### WHAT TO WORK ON
In the passage on proton therapy costs, what is AVO's linear proton accelerator called?

### EXCERPTED PASSAGE

※

A3: Value-based care is an imperative for many healthcare providers. This may be obvious in the private sector, where costs are relatively transparent, and might be expected to be critical or to at least feature in the decision making process in the public sector; NHS England produced a discussion paper on this very subject in February of this year.
Lifetime treatment costs would be expected to be lower for proton therapy than X-ray based radiotherapy, due to less chance of developing serious side effects (which need medical care, and represent an additional cost), fewer treatment sessions (hypo-fractionation: less time needed in hospital so lower cost) and a reduced probability of secondary cancers from radiotherapy treatment later in life (particularly relevant in paediatric cases).
AVO’s goal is to reduce the immediate cost of treating each cancer patient, as well as cutting the lifetime cost. The modularity of LIGHT, our unique linear proton accelerator and integrated patient treatment systems, should allow for mass production, physical installation to smaller existing radiotherapy departments/buildings, reduced shielding requirements, more efficient commissioning and high patient throughput, all of which will help lower the immediate cost of treatment to any hospital or clinic. Lifetime costs should be cut further through LIGHT’s designed ability to vary the direction, the dose and the energy of the beam (performing active spot-scanning) hundreds of times per second, thereby targeting tumours accurately in a way that is not currently possible with cyclotron/synchrotron proton therapy systems.

※

### SUPPLIED DATA
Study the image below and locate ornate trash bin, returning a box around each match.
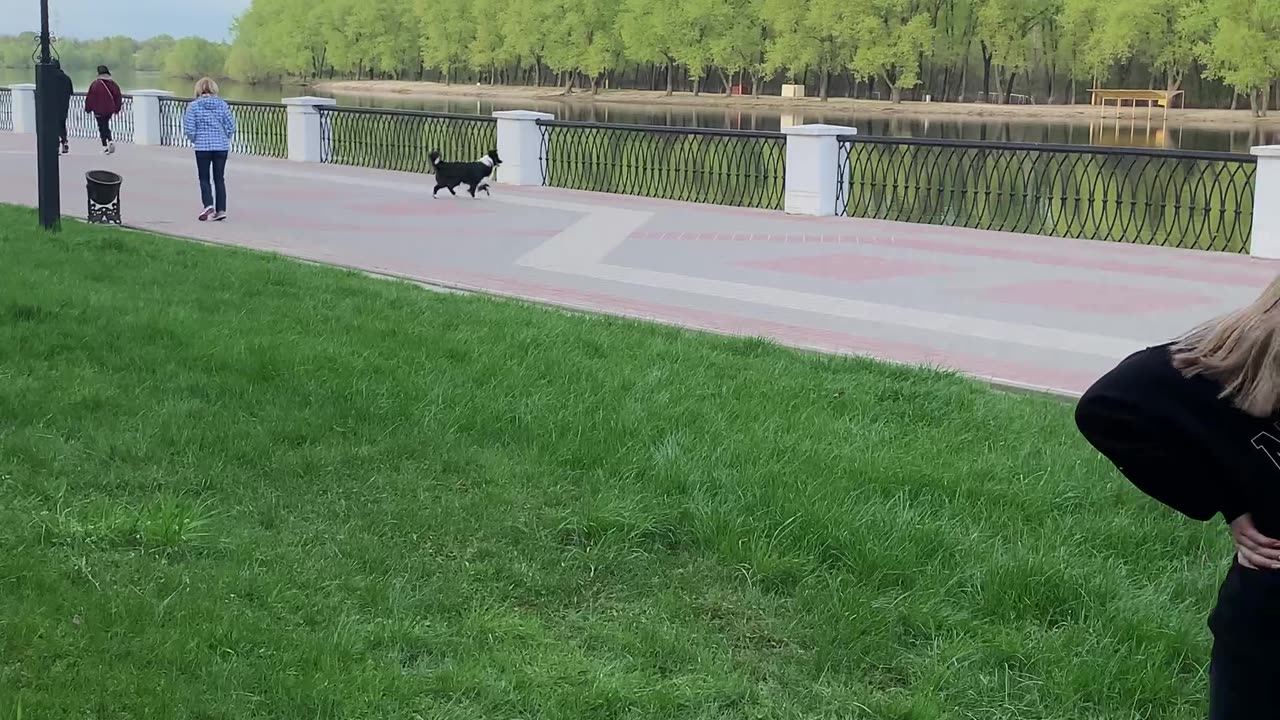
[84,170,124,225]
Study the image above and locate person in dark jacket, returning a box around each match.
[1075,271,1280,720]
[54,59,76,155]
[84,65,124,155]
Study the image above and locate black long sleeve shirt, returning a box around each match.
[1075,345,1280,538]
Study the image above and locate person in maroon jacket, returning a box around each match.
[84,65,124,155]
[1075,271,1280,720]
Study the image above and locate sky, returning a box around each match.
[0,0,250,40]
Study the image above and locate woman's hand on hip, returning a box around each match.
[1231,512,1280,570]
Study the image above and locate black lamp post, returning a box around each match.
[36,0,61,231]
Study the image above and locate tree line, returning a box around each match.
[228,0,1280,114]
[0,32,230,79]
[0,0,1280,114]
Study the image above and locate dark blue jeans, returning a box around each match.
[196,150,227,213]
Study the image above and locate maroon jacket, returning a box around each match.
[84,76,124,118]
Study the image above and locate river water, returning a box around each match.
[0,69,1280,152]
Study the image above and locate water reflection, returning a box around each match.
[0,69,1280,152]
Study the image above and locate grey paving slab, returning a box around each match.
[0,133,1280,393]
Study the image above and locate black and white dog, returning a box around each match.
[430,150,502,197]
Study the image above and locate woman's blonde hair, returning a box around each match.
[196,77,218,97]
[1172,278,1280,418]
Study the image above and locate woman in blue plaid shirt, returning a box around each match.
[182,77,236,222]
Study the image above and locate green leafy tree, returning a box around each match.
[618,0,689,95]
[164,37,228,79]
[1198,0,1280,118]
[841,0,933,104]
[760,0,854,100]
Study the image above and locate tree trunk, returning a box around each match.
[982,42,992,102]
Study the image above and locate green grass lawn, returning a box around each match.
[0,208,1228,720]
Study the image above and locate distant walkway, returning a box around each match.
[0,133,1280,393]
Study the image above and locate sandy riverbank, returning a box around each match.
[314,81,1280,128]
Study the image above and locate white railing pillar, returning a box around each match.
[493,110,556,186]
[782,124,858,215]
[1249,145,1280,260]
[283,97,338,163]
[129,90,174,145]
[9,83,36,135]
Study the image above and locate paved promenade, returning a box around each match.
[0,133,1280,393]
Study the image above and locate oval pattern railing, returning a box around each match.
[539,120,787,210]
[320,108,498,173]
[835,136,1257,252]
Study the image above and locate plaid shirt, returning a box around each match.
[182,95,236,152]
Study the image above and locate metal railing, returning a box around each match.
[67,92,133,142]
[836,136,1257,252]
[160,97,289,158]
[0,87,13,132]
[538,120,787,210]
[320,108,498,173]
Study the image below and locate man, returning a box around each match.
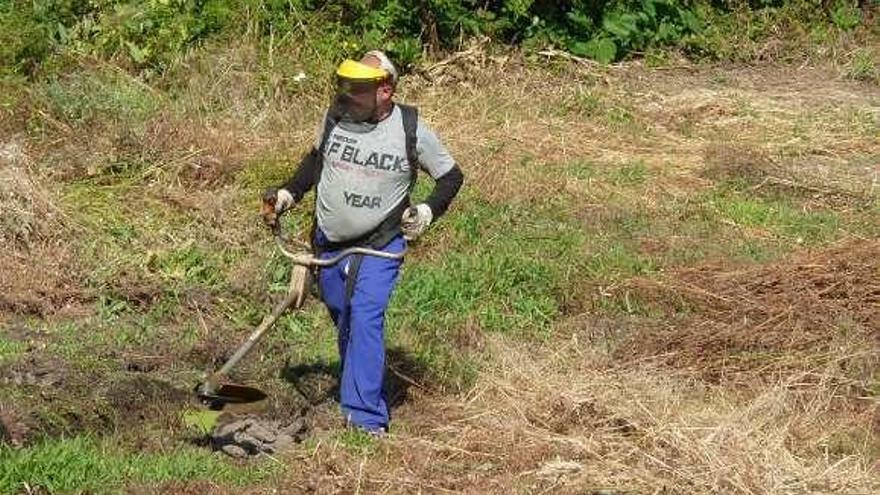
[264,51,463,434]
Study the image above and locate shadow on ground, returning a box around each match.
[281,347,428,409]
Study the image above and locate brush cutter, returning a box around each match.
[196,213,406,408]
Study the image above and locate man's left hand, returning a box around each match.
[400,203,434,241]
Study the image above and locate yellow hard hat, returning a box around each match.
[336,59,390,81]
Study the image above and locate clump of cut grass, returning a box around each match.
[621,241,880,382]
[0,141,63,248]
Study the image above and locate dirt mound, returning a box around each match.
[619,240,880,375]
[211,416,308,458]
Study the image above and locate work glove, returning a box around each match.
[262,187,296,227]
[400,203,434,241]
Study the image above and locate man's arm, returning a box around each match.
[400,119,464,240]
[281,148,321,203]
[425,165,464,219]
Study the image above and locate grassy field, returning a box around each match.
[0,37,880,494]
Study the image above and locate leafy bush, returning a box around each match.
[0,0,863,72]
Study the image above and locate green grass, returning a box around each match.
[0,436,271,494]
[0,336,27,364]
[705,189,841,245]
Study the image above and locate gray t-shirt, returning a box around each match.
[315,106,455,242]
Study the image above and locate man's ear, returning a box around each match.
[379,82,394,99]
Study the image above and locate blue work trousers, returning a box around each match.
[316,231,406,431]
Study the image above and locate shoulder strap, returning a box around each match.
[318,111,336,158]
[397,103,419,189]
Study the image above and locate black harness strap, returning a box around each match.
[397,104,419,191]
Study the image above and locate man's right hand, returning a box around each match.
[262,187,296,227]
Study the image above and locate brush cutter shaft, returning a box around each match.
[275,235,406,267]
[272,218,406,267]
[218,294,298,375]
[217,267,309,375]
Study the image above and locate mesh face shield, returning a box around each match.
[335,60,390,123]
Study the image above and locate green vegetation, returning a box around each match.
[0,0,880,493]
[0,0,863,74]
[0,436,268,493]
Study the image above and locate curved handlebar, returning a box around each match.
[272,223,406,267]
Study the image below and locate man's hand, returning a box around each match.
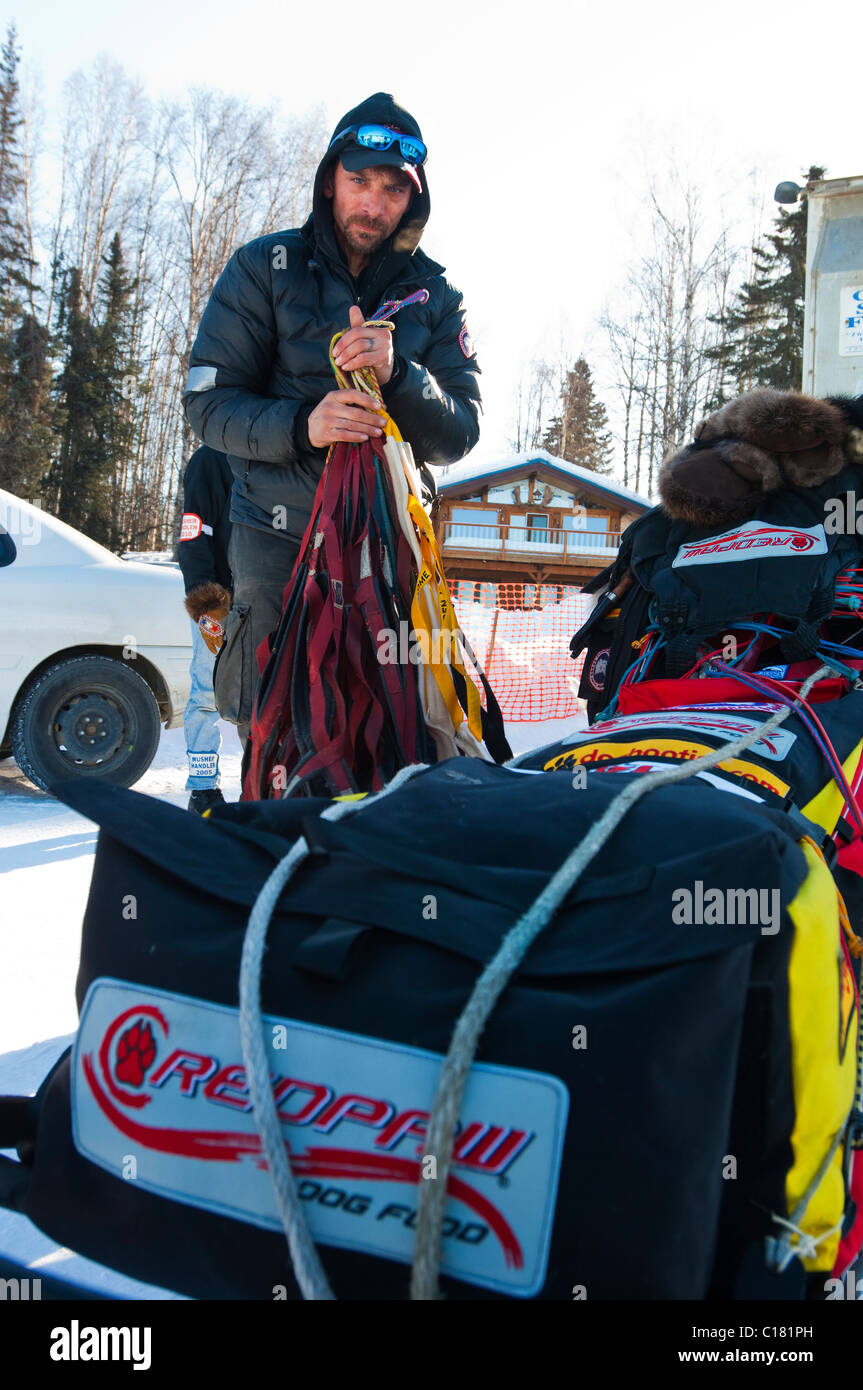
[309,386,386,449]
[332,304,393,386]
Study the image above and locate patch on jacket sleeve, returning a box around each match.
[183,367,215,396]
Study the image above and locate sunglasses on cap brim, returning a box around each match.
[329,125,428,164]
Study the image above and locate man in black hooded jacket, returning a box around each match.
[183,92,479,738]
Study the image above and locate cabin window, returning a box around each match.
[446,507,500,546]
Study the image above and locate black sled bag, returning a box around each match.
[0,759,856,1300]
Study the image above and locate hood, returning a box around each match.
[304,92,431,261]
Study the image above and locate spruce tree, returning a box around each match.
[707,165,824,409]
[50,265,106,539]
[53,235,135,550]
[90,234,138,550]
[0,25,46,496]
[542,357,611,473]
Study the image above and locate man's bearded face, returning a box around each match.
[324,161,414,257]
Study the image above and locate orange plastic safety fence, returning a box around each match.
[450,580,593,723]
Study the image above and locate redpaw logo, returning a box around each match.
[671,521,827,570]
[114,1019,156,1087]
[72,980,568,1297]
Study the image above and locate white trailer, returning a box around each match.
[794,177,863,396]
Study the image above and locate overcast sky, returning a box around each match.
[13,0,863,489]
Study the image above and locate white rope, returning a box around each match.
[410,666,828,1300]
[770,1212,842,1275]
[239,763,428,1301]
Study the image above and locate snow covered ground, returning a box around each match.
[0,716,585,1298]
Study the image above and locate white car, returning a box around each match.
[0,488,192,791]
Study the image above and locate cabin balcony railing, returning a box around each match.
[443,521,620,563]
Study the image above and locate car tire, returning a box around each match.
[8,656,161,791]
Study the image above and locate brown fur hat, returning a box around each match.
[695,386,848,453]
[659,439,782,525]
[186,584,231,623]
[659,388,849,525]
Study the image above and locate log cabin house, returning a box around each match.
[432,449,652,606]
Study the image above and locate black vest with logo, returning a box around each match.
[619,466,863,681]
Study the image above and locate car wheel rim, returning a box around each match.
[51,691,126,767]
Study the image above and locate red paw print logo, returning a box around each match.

※

### THE COMPLETED TASK
LIGHT